本文:
· · · · ·
行動タスクに応じて正負の情動価を調節する経路を発見
〜 内的・外的環境による情動価の変容を担う中枢基盤の解明に期待 〜
東京慈恵会医科大学総合医科学研究センター臨床医学研究所の永嶋宇助教と渡部文子教授らは、マウスの脳幹にある外側腕傍核 (PB)から中脳の腹側被蓋野(VTA)への経路が、行動タスクに応じて正と負の情動シグナルを伝達することを発見しました。また、腹側被蓋野の抑制性細胞が、回避行動を制御する負の情動シグナルを抑制していることも発見し、回路レベルから個体レベルに至る知見を見出しました。今後、情動価の変容を生み出す神経回路メカニズムの解明が大きく進歩し、情動制御障害などの治療法開発が期待されます。 本研究成果は、2023 年11月29日に国際科学誌「Frontiers in Neural Circuits」“Global Excellence in Neural Circuits: East Asia & Australasia”特集号に掲載されました。
【研究成果、ポイント】
- PB–VTA経路の活性化により自発的な行動が促進され、PB–VTA経路が正の情動シグナルに関与することを発見しました
- 別の行動タスクでは、PB–VTA経路の活性化によって個体ごとに異なる行動パータンが検出され、PB–VTA経路が正負の情動シグナルを伝達することが示されました
- 同一個体でも、行動タスクに応じてPB–VTA経路が正負の情動シグナルを伝達することを発見しました
- VTAの抑制性細胞がPB–VTA経路による負の情動シグナルを調節することを発見しました
本研究は、AMED脳とこころの研究推進プログラム(革新的技術による脳機能ネットワークの全容解明プロジェクト(Brain/MINDS))、CRESTオプトバイオ研究領域、JST(Moonshot R and D)および日本学術振興会科学研究費の支援を受けたものです。
論文情報
論文タイトル:State-dependent modulation of positive and negative affective valences by a parabrachial nucleus-to-ventral tegmental area pathway in mice
著者:永嶋宇1, 三上香織1, 遠山卓1, 今野歩2, 3, 平井宏和2, 3, 渡部文子1*(*責任著者)
· · · · ·
データ一覧:
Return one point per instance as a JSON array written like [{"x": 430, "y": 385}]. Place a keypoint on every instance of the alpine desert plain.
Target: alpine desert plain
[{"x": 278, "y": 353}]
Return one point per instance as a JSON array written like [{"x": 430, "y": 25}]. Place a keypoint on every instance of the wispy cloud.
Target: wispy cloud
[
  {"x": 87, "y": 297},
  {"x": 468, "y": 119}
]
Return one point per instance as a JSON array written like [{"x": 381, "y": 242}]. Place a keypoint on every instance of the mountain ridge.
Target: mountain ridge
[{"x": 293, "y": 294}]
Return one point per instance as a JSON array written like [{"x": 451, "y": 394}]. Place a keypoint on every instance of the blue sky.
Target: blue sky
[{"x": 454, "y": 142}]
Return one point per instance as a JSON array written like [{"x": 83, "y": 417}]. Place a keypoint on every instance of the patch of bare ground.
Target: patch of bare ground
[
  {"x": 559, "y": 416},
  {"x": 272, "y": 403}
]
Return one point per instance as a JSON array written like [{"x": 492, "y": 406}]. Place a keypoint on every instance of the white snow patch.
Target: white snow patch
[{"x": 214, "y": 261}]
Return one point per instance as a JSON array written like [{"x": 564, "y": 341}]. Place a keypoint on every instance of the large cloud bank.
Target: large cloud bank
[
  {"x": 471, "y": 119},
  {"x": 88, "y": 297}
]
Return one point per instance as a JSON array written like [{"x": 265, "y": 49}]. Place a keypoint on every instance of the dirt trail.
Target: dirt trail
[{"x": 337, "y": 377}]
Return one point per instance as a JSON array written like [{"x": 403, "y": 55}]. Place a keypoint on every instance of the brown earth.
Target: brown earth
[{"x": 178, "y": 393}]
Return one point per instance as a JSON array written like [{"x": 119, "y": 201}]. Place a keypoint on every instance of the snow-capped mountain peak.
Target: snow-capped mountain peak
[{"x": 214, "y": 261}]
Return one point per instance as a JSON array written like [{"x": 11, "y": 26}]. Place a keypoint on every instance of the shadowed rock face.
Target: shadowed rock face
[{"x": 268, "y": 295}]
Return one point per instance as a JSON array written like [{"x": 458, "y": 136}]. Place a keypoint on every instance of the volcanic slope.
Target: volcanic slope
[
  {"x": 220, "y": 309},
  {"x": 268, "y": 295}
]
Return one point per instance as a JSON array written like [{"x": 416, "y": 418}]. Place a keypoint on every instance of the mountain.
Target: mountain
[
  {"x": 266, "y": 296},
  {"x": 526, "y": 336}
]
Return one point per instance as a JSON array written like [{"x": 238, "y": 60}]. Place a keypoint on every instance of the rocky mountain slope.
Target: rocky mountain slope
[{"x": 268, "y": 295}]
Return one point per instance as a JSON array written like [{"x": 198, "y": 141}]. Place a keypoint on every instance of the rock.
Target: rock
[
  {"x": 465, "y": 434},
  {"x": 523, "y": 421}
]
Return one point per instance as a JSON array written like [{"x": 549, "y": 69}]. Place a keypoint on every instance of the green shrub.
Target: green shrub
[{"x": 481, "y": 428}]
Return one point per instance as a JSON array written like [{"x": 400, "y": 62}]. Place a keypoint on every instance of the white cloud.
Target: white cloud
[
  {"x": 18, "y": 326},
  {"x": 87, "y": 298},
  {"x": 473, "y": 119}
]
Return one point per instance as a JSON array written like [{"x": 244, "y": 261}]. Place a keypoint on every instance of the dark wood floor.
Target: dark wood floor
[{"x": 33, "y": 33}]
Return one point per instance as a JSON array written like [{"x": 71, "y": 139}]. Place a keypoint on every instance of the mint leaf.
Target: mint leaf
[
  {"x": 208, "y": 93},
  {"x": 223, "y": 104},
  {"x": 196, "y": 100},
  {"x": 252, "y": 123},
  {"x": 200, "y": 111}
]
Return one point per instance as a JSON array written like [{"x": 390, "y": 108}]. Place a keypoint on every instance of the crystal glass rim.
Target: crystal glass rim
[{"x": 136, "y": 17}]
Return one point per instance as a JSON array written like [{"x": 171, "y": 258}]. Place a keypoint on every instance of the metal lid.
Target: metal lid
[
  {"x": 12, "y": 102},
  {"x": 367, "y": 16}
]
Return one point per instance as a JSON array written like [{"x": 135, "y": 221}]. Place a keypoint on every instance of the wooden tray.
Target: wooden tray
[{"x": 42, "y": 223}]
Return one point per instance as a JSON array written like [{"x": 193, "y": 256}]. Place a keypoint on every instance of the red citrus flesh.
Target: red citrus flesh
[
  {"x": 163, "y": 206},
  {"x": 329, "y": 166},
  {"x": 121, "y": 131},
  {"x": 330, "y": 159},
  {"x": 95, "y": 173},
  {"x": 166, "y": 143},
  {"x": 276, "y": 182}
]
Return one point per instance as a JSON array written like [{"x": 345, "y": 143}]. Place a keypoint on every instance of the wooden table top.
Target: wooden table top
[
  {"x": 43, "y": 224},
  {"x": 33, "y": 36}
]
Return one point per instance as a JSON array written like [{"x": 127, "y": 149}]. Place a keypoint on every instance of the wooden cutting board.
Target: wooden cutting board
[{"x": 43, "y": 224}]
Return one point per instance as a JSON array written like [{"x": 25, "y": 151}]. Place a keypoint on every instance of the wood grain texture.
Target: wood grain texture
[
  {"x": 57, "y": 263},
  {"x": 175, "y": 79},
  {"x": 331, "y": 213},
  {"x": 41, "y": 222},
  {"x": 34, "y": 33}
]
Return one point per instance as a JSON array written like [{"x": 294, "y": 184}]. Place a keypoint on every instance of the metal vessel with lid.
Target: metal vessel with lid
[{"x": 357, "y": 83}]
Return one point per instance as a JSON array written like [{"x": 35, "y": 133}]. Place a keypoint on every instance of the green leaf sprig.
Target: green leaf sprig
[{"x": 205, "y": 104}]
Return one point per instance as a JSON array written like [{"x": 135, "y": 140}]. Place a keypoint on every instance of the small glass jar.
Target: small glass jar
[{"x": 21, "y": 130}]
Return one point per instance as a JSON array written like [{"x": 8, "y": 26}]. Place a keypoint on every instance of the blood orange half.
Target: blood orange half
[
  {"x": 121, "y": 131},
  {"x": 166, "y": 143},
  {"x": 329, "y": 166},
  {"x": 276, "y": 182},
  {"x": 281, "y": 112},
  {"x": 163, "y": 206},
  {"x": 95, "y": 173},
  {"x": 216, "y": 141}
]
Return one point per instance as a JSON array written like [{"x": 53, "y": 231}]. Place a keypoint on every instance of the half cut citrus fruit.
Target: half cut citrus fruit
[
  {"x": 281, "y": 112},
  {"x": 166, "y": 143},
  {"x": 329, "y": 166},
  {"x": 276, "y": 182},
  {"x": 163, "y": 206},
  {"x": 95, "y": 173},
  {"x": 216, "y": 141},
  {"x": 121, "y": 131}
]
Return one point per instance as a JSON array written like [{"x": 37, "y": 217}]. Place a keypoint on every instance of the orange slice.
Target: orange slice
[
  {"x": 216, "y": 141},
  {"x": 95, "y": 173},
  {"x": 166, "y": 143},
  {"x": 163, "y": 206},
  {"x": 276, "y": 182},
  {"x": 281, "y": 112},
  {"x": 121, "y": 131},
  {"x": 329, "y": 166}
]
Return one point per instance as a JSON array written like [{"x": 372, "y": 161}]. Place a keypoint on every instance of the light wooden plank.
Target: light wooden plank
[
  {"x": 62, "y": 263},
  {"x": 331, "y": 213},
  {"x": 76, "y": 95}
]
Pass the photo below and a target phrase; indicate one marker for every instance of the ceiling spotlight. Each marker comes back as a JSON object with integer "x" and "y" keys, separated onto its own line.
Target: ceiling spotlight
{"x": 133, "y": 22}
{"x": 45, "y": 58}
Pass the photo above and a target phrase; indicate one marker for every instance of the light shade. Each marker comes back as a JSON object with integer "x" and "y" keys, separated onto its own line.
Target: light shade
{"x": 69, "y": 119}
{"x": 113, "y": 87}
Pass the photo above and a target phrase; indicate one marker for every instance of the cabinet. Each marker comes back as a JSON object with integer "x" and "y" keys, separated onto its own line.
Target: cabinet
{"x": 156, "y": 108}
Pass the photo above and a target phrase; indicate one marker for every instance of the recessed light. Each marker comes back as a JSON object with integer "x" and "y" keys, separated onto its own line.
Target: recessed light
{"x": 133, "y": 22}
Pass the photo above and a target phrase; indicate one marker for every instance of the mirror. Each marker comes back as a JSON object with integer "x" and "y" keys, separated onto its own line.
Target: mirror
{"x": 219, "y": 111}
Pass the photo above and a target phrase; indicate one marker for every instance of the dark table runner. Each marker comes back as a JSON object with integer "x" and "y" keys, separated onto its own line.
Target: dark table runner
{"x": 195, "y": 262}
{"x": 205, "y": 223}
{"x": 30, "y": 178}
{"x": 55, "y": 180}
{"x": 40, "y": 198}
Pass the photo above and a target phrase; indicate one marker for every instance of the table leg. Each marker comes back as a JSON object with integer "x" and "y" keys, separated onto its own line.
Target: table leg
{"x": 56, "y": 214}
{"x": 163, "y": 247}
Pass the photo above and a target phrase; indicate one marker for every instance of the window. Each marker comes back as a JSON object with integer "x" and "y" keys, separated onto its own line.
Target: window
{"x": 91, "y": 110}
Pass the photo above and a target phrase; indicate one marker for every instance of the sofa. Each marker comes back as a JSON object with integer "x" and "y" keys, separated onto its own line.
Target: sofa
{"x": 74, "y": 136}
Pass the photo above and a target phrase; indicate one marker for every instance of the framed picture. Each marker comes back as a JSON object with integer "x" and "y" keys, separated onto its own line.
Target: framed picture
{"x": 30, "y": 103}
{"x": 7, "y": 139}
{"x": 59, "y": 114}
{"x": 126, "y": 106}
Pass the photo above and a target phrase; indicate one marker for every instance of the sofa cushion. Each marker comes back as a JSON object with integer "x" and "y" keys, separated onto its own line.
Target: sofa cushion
· · · · ·
作業内容 1: 本文によると、この研究成果はどの国際科学誌に載りましたか。
作業内容 2: 本文の「行動タスクに応じて正負の情動価を調節する経路を発見」から「R and D)および日本学術振興会科学研究費の支援を受けたものです。」までを、「行動タスク」を「実験課題」に入れ替えて書き直してください。
データは見なくてもかまいません。

あなたの答え 1: 「Frontiers in Neural Circuits」です。

あなたの答え 2:
実験課題に応じて正負の情動価を調節する経路を発見
〜 内的・外的環境による情動価の変容を担う中枢基盤の解明に期待 〜
東京慈恵会医科大学総合医科学研究センター臨床医学研究所の永嶋宇助教と渡部文子教授らは、マウスの脳幹にある外側腕傍核 (PB)から中脳の腹側被蓋野(VTA)への経路が、実験課題に応じて正と負の情動シグナルを伝達することを発見しました。また、腹側被蓋野の抑制性細胞が、回避行動を制御する負の情動シグナルを抑制していることも発見し、回路レベルから個体レベルに至る知見を見出しました。今後、情動価の変容を生み出す神経回路メカニズムの解明が大きく進歩し、情動制御障害などの治療法開発が期待されます。 本研究成果は、2023 年11月29日に国際科学誌「Frontiers in Neural Circuits」“Global Excellence in Neural Circuits: East Asia & Australasia”特集号に掲載されました。
【研究成果、ポイント】
- PB–VTA経路の活性化により自発的な行動が促進され、PB–VTA経路が正の情動シグナルに関与することを発見しました
- 別の実験課題では、PB–VTA経路の活性化によって個体ごとに異なる行動パータンが検出され、PB–VTA経路が正負の情動シグナルを伝達することが示されました
- 同一個体でも、実験課題に応じてPB–VTA経路が正負の情動シグナルを伝達することを発見しました
- VTAの抑制性細胞がPB–VTA経路による負の情動シグナルを調節することを発見しました
本研究は、AMED脳とこころの研究推進プログラム(革新的技術による脳機能ネットワークの全容解明プロジェクト(Brain/MINDS))、CRESTオプトバイオ研究領域、JST(Moonshot R and D)および日本学術振興会科学研究費の支援を受けたものです。